Data to examine:
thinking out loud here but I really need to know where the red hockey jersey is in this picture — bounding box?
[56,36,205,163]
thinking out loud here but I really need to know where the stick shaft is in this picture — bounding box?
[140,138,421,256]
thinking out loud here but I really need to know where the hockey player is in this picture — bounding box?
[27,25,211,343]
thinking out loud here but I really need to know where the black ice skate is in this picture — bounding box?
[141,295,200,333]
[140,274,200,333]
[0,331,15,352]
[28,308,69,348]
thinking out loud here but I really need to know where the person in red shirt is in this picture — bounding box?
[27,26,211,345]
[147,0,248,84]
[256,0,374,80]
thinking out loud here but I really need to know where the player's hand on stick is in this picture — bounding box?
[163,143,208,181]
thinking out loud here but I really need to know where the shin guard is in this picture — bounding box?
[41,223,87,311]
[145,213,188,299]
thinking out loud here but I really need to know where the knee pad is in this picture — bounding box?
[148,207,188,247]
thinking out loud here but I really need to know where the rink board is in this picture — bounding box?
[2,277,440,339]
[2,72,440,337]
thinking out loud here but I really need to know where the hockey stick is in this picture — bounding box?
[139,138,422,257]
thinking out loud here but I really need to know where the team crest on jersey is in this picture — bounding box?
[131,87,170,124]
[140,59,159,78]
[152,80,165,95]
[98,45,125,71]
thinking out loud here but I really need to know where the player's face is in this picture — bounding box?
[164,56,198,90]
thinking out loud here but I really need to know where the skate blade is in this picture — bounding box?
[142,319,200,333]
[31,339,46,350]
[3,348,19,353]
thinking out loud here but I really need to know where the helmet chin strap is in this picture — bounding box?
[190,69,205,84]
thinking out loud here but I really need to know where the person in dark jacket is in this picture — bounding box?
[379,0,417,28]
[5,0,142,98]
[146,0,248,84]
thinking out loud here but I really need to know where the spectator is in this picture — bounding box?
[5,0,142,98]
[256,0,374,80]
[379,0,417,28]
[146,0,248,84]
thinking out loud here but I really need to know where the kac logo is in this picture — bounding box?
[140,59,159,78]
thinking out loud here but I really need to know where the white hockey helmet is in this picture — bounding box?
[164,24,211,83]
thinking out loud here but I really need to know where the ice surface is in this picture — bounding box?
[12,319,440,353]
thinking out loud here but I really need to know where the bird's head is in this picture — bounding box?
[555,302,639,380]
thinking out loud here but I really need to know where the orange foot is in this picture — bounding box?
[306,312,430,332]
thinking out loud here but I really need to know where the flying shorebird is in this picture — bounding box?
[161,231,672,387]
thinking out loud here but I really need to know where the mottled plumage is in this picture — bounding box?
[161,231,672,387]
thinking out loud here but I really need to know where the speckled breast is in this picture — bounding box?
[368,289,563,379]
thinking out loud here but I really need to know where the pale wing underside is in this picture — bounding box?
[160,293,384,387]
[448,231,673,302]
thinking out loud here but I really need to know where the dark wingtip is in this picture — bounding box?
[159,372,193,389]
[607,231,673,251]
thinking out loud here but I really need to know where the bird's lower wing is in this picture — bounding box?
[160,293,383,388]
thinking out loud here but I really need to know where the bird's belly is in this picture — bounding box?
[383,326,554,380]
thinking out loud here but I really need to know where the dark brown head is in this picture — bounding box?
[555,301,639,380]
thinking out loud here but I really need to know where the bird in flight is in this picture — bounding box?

What you should do: Without dropping a single line, output the records above exactly.

Reply:
thinking out loud here but I really need to know where the red hockey jersey is in this picture — bounding box?
[56,36,205,163]
thinking out loud here but I really need to know where the stick shaft is in this picture — bounding box?
[140,138,421,256]
thinking out loud here but I really need to know where the hockey player is in this picture — bounding box?
[27,25,211,343]
thinking out loud here but I really need to know where the black ice skate is in this picture — bounding box?
[141,295,200,333]
[140,274,200,333]
[0,331,15,352]
[28,308,69,348]
thinking out loud here but I really need to know where the person in red shirt is in this picture — bounding box?
[27,26,211,345]
[147,0,248,84]
[256,0,374,80]
thinking out loud here but I really need to know where the player's hand on stick is in this picture — bounding box?
[163,143,208,181]
thinking out loud here but I really need to know where the shin guard is in this picture — bounding box?
[41,223,87,311]
[145,213,188,299]
thinking out loud here but I really need to know where the knee pad is in this picture — bounding box?
[148,207,188,247]
thinking out loud here but I really need to know where the rink board is in this picture — bounding box?
[2,277,440,339]
[2,72,440,337]
thinking out loud here but I really need to know where the hockey stick is in this picture — bounding box?
[139,138,422,257]
thinking out loud here but I really need to know where the team crest on jersey is in this picture — bounding box?
[131,87,170,124]
[140,59,159,78]
[152,80,165,95]
[98,45,125,71]
thinking out loud here but I really need to know where the player's face is in this picture — bounding box?
[164,56,198,90]
thinking out loud here but I really need to know where the skate blade is in this picture — bounding box?
[142,319,200,333]
[31,339,46,350]
[3,348,19,353]
thinking out loud here but I really need to know where the helmet chin strap is in this picture — bounding box?
[190,69,205,84]
thinking out loud here but I really need to know where the person in dark jacket is in this picture — bounding box?
[379,0,417,28]
[5,0,142,98]
[146,0,248,84]
thinking out loud here but I really need to know where the spectator is in this picture — bounding box?
[5,0,142,98]
[256,0,374,80]
[379,0,417,28]
[146,0,248,84]
thinking out loud here but I really need to know where the kac logo is in this picture — bounding box?
[140,59,159,78]
thinking out loud here but I really need to know where the white hockey helmet is in this picture — bounding box?
[164,24,211,83]
thinking out loud here but I really need to know where the ice surface is in this picture — bounding box?
[12,319,440,353]
thinking out loud here but I really need to know where the bird's head is in this picture — bounding box?
[555,302,639,380]
thinking out loud here but I really need to know where the orange foot is in this picture — bounding box?
[306,312,430,332]
thinking out loud here but I really need to know where the flying shorebird is in this picture — bounding box?
[161,231,672,387]
thinking out loud here but I really need to know where the mottled plumage is in this picture — bounding box?
[161,231,672,387]
thinking out loud here but I really need to know where the speckled breast is in this picture — bounding box?
[368,289,563,379]
thinking out loud here but I really need to know where the pale wing underside is in this picture — bounding box?
[160,293,384,387]
[448,231,673,302]
thinking out loud here but I really need to know where the dark wingtip is in this picture — bounding box?
[159,372,193,389]
[607,231,673,251]
thinking out loud here but I really need to know where the bird's lower wing is in this picture — bounding box?
[160,293,383,388]
thinking out loud here but I really need to know where the bird's belly is in this picture — bounding box?
[383,326,554,380]
thinking out loud here but I really need to know where the dark brown head is in this picture — bounding box?
[555,301,639,380]
thinking out loud here but I really need to know where the bird in flight is in this picture — bounding box?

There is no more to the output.